[Collected data entries]
════════

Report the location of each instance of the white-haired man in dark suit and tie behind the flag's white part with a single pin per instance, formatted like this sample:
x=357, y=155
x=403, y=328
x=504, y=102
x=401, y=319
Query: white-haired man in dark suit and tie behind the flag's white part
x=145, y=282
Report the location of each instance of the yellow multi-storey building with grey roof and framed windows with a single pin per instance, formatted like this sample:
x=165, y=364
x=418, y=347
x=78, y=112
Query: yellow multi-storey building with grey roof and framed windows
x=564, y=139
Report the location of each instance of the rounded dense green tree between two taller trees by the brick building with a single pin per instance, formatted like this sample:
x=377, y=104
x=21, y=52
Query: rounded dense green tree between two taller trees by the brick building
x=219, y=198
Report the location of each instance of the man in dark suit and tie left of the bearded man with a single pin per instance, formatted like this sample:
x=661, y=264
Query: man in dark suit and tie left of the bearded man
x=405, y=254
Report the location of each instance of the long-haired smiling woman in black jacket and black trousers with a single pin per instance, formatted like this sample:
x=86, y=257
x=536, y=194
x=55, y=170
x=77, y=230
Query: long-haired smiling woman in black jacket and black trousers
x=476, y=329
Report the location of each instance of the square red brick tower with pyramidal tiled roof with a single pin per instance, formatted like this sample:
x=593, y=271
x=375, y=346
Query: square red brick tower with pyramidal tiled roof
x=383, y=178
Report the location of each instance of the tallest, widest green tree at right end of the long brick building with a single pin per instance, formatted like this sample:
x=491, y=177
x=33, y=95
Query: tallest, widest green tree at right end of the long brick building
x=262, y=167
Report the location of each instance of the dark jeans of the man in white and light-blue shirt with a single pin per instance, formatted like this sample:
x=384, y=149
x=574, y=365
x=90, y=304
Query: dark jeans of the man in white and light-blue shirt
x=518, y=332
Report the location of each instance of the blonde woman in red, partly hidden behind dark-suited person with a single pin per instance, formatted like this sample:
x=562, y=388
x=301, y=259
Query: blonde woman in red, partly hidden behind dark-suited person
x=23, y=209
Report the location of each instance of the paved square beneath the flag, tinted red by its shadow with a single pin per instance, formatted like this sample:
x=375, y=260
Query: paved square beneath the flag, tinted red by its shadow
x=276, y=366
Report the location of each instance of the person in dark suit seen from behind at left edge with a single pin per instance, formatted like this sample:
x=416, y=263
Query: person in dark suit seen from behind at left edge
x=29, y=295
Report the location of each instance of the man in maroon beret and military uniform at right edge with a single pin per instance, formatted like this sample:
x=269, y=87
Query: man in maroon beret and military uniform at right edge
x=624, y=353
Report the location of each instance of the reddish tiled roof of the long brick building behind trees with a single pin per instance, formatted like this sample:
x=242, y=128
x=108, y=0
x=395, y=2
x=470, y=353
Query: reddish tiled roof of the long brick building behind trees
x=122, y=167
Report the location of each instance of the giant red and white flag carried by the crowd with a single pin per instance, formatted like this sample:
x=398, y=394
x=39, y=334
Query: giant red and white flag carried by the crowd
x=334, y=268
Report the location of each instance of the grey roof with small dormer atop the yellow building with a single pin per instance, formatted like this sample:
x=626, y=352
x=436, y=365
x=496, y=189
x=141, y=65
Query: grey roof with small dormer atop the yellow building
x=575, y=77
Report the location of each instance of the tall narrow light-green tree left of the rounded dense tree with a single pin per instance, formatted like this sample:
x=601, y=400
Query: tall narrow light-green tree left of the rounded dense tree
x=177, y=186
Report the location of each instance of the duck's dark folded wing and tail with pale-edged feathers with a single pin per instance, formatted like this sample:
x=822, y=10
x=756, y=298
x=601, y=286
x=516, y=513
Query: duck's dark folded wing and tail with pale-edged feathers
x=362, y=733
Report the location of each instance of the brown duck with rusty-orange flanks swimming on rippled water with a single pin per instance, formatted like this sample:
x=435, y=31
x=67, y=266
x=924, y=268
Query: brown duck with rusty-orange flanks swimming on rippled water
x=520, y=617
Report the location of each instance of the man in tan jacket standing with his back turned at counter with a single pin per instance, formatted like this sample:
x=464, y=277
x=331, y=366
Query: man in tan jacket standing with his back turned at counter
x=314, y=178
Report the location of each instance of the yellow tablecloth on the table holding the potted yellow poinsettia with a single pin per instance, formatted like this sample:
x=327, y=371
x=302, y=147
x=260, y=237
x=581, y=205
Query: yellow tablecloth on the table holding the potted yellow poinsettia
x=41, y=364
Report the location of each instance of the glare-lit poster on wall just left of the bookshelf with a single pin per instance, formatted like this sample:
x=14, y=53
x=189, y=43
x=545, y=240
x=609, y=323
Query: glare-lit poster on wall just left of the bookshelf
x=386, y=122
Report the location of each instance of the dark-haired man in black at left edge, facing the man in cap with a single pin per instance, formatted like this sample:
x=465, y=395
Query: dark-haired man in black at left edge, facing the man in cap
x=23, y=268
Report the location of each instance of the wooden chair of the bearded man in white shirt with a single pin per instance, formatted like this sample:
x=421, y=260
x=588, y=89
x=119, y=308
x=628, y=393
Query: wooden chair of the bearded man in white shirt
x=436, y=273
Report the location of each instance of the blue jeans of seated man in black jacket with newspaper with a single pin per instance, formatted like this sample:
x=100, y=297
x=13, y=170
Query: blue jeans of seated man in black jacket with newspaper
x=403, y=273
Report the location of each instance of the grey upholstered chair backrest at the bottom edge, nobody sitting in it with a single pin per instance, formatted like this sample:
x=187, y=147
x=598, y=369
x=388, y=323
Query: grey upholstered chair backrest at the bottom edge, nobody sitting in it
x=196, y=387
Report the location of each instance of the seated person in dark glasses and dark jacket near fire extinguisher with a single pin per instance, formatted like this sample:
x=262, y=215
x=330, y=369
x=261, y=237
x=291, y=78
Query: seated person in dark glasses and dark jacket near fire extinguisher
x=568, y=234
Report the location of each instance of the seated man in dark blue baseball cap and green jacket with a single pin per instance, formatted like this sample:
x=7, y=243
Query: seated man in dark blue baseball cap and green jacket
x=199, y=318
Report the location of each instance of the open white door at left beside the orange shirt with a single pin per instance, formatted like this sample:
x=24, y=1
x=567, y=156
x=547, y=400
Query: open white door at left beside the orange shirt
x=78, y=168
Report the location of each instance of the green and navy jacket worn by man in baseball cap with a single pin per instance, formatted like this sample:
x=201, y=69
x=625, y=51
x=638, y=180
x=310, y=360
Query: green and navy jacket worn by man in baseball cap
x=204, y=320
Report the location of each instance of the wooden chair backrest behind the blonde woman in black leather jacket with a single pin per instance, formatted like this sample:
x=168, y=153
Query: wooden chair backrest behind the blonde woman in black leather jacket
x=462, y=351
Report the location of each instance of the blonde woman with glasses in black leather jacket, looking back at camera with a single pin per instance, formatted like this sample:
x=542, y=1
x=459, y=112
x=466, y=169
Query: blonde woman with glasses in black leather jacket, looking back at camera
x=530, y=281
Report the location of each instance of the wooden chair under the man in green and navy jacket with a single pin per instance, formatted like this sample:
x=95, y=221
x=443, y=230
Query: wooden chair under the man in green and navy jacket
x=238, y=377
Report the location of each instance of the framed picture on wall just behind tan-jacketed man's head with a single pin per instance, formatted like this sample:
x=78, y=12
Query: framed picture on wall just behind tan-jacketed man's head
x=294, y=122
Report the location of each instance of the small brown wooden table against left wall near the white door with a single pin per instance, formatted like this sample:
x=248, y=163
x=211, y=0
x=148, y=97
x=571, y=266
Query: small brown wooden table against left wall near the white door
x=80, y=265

════════

The records above are to be printed out again exactly, without omission.

#### [Solution to the problem]
Report the location of each instance of the white-haired man in dark suit and tie behind the flag's white part with a single pin per instance, formatted like this sample:
x=357, y=155
x=403, y=328
x=504, y=102
x=401, y=319
Query: white-haired man in dark suit and tie behind the flag's white part
x=145, y=282
Report the location of each instance of the yellow multi-storey building with grey roof and framed windows with a single pin per instance, formatted like this sample:
x=165, y=364
x=418, y=347
x=78, y=112
Query: yellow multi-storey building with grey roof and framed windows
x=564, y=139
Report the location of each instance of the rounded dense green tree between two taller trees by the brick building with a single pin per instance, formatted like this sample:
x=377, y=104
x=21, y=52
Query: rounded dense green tree between two taller trees by the brick building
x=219, y=198
Report the location of each instance of the man in dark suit and tie left of the bearded man with a single pin per instance, formatted like this sample:
x=661, y=264
Query: man in dark suit and tie left of the bearded man
x=405, y=254
Report the location of each instance of the long-haired smiling woman in black jacket and black trousers with a single pin per instance, formatted like this sample:
x=86, y=257
x=536, y=194
x=55, y=170
x=77, y=230
Query: long-haired smiling woman in black jacket and black trousers
x=476, y=329
Report the location of each instance of the square red brick tower with pyramidal tiled roof with a single pin per instance, formatted like this sample:
x=593, y=271
x=375, y=346
Query: square red brick tower with pyramidal tiled roof
x=383, y=178
Report the location of each instance of the tallest, widest green tree at right end of the long brick building with a single pin per instance, formatted like this sample:
x=491, y=177
x=33, y=95
Query: tallest, widest green tree at right end of the long brick building
x=262, y=167
Report the location of each instance of the dark jeans of the man in white and light-blue shirt with a single pin per instance, formatted like this sample:
x=384, y=149
x=574, y=365
x=90, y=304
Query: dark jeans of the man in white and light-blue shirt
x=518, y=332
Report the location of each instance of the blonde woman in red, partly hidden behind dark-suited person with a single pin per instance, formatted like this sample:
x=562, y=388
x=301, y=259
Query: blonde woman in red, partly hidden behind dark-suited person
x=23, y=209
Report the location of each instance of the paved square beneath the flag, tinted red by its shadow with a single pin per instance, formatted like this sample:
x=375, y=260
Query: paved square beneath the flag, tinted red by its shadow
x=276, y=366
Report the location of each instance of the person in dark suit seen from behind at left edge with a single pin per instance, formatted like this sample:
x=416, y=263
Query: person in dark suit seen from behind at left edge
x=29, y=295
Report the location of each instance of the man in maroon beret and military uniform at right edge with a single pin per instance, formatted like this sample:
x=269, y=87
Query: man in maroon beret and military uniform at right edge
x=624, y=353
Report the location of each instance of the reddish tiled roof of the long brick building behind trees with a single pin per instance, formatted like this sample:
x=242, y=128
x=108, y=0
x=395, y=2
x=470, y=353
Query: reddish tiled roof of the long brick building behind trees
x=122, y=167
Report the location of each instance of the giant red and white flag carried by the crowd with a single pin per instance, formatted like this sample:
x=398, y=394
x=39, y=334
Query: giant red and white flag carried by the crowd
x=334, y=268
Report the location of each instance of the grey roof with small dormer atop the yellow building with a single pin per instance, formatted like this sample:
x=626, y=352
x=436, y=365
x=496, y=189
x=141, y=65
Query: grey roof with small dormer atop the yellow building
x=575, y=77
Report the location of each instance of the tall narrow light-green tree left of the rounded dense tree with a single pin per instance, formatted like this sample:
x=601, y=400
Query: tall narrow light-green tree left of the rounded dense tree
x=177, y=186
Report the location of each instance of the duck's dark folded wing and tail with pale-edged feathers with a single pin per instance, formatted like this sample:
x=822, y=10
x=756, y=298
x=601, y=286
x=516, y=513
Query: duck's dark folded wing and tail with pale-edged feathers
x=362, y=733
Report the location of each instance of the brown duck with rusty-orange flanks swimming on rippled water with a single pin per instance, formatted like this sample:
x=435, y=31
x=67, y=266
x=924, y=268
Query: brown duck with rusty-orange flanks swimming on rippled water
x=520, y=617
Report the location of each instance of the man in tan jacket standing with his back turned at counter with a single pin per instance, formatted like this sample:
x=464, y=277
x=331, y=366
Query: man in tan jacket standing with his back turned at counter
x=314, y=178
Report the location of each instance of the yellow tablecloth on the table holding the potted yellow poinsettia with a single pin per instance, formatted like this sample:
x=327, y=371
x=302, y=147
x=260, y=237
x=581, y=205
Query: yellow tablecloth on the table holding the potted yellow poinsettia
x=41, y=364
Report the location of each instance of the glare-lit poster on wall just left of the bookshelf with a single pin per instance, formatted like this sample:
x=14, y=53
x=189, y=43
x=545, y=240
x=609, y=323
Query: glare-lit poster on wall just left of the bookshelf
x=386, y=122
Report the location of each instance of the dark-haired man in black at left edge, facing the man in cap with a single pin per instance, formatted like this sample:
x=465, y=395
Query: dark-haired man in black at left edge, facing the man in cap
x=23, y=268
Report the location of each instance of the wooden chair of the bearded man in white shirt with a single pin per instance, formatted like this sample:
x=421, y=260
x=588, y=89
x=119, y=308
x=628, y=393
Query: wooden chair of the bearded man in white shirt
x=436, y=273
Report the location of each instance of the blue jeans of seated man in black jacket with newspaper with a single pin per instance, formatted like this sample:
x=100, y=297
x=13, y=170
Query: blue jeans of seated man in black jacket with newspaper
x=403, y=273
Report the location of each instance of the grey upholstered chair backrest at the bottom edge, nobody sitting in it with a single pin per instance, formatted like this sample:
x=187, y=147
x=598, y=369
x=388, y=323
Query: grey upholstered chair backrest at the bottom edge, nobody sitting in it
x=196, y=387
Report the location of each instance of the seated person in dark glasses and dark jacket near fire extinguisher with a single pin per instance, formatted like this sample:
x=262, y=215
x=330, y=369
x=261, y=237
x=291, y=78
Query: seated person in dark glasses and dark jacket near fire extinguisher
x=568, y=234
Report the location of each instance of the seated man in dark blue baseball cap and green jacket with a single pin per instance, formatted like this sample:
x=7, y=243
Query: seated man in dark blue baseball cap and green jacket
x=199, y=318
Report the location of each instance of the open white door at left beside the orange shirt with a single pin per instance, formatted like this sample:
x=24, y=1
x=567, y=156
x=547, y=400
Query: open white door at left beside the orange shirt
x=78, y=168
Report the location of each instance of the green and navy jacket worn by man in baseball cap with a single pin per instance, formatted like this sample:
x=201, y=69
x=625, y=51
x=638, y=180
x=310, y=360
Query: green and navy jacket worn by man in baseball cap
x=204, y=320
Report the location of each instance of the wooden chair backrest behind the blonde woman in black leather jacket with a single pin per instance, formatted like this sample:
x=168, y=153
Query: wooden chair backrest behind the blonde woman in black leather jacket
x=462, y=351
Report the location of each instance of the blonde woman with glasses in black leather jacket, looking back at camera with a single pin per instance, formatted like this sample:
x=542, y=1
x=459, y=112
x=466, y=169
Query: blonde woman with glasses in black leather jacket, looking back at camera
x=530, y=281
Report the location of each instance of the wooden chair under the man in green and navy jacket with a single pin per instance, formatted like this sample:
x=95, y=221
x=443, y=230
Query: wooden chair under the man in green and navy jacket
x=238, y=377
Report the location of each instance of the framed picture on wall just behind tan-jacketed man's head with a single pin per instance, formatted like this sample:
x=78, y=12
Query: framed picture on wall just behind tan-jacketed man's head
x=294, y=122
Report the location of each instance of the small brown wooden table against left wall near the white door with a single pin per instance, formatted like this sample:
x=248, y=163
x=211, y=0
x=148, y=97
x=571, y=266
Query: small brown wooden table against left wall near the white door
x=80, y=265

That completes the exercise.